### [WHAT IS REQUIRED]
Would you retype the listing below word for word, without any of its pictures?

▼

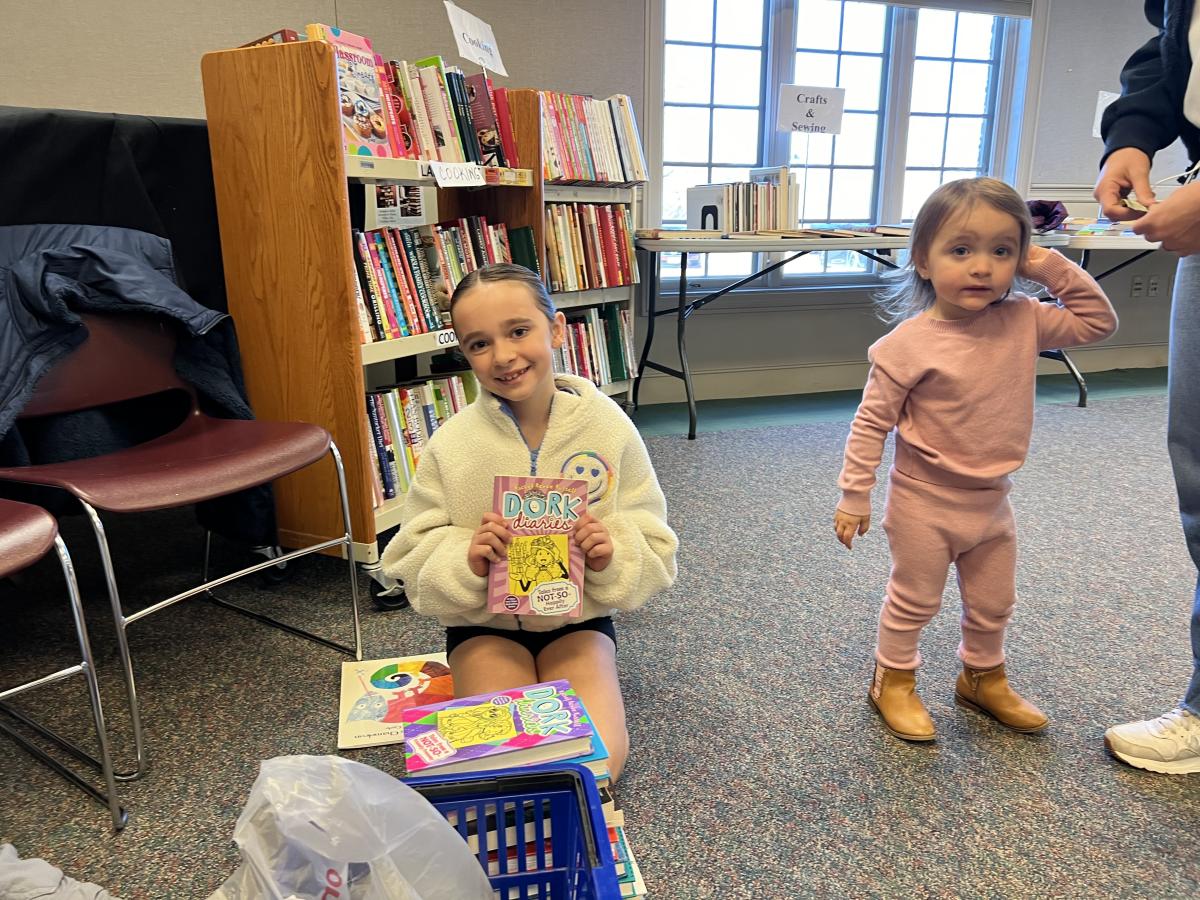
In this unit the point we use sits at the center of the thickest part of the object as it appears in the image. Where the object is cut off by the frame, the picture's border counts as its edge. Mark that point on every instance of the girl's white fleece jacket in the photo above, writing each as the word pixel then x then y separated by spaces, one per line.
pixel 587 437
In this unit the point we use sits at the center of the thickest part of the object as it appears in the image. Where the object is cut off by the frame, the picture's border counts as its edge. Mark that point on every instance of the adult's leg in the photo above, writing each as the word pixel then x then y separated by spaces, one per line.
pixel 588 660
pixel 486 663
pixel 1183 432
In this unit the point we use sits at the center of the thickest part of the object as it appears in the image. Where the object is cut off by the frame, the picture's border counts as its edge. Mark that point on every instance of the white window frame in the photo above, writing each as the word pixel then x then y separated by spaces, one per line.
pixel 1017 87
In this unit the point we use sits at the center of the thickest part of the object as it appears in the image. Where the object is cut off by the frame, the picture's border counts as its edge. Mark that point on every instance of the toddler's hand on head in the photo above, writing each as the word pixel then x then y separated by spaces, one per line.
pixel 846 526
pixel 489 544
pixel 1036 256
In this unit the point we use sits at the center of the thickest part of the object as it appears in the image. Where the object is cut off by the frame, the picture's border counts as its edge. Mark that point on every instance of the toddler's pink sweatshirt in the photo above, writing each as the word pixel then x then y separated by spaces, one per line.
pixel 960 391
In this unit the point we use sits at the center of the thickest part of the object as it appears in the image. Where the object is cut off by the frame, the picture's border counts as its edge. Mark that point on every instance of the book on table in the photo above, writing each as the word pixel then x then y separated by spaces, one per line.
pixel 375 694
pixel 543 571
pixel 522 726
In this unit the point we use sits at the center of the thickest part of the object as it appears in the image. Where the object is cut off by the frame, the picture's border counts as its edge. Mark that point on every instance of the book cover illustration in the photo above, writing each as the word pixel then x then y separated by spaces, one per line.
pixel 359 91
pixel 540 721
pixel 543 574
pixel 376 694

▲

### [EXERCISE RESULT]
In this unit the point we use sits at the center of the thickest part of the object as it appears in the image. Where the object is cut off by the frame, the picture's border counts as its edge. Mark that point on every instance of the girl's white fleece jacket in the photo above, writing each as the word pixel then x then y separated by spaces, one per line.
pixel 587 437
In this unit the point we use sits at the center of the thickest part of the object as it appears in the image. Where the object is cut off by the frame, the picture's border counts as its edge. Mark that point on every instance of the adult's leg in the photo above, writing each as the word pixel then x then y separated by spaces, one per line.
pixel 588 660
pixel 486 663
pixel 1183 432
In this unit the point we use sits at the center of the thickest part of the object as it appears in the image. Where the object is cut off by the frame, the picture's border counts as its edge. Mark that point on every instance of the white window frame in the photo above, writing each as the word pixel then x then y separated by spaces, one per line.
pixel 1017 87
In this unit the point we use sits at the center of the thickest part of the object as it appears in the image. Where the object is cut off by the frame, the picture's border counts as its edge. Mark that point on every instance of the toddler's hand on head in the photo above, writing each as the word pixel then x then y separated by spaces, one per line.
pixel 846 526
pixel 489 544
pixel 1036 256
In this unit the point we use sits at the center of the thickest part of the object as it appears in the image. Where the object is cut off by the frame, the picture's border counts as its edge. Mark that point on every instance of the toddler's pink sweatshirt in the photo above, writing each as the word pixel then x then y separated by spaces, one per line.
pixel 960 391
In this unit the point we use sits at the center of the thickest part of the object as it appears in the image. Where the object is cut off by the frame, the picture's border counts as its edge. Mark that point on every instance of the book on table in the photo above, writing each as the word pixel then x then y separated by spaces, one per line.
pixel 375 694
pixel 543 571
pixel 522 726
In this unit the point we use sits at the center of the thickest part of the object as it appears in the image. Where the object is cut off by the frame, the picture's border counts as its edge. Mark that point on every instance of the book cover illustration in the photo above, writing each as the word pixel then x then y separated by spaces, one per line.
pixel 359 91
pixel 540 721
pixel 543 574
pixel 376 694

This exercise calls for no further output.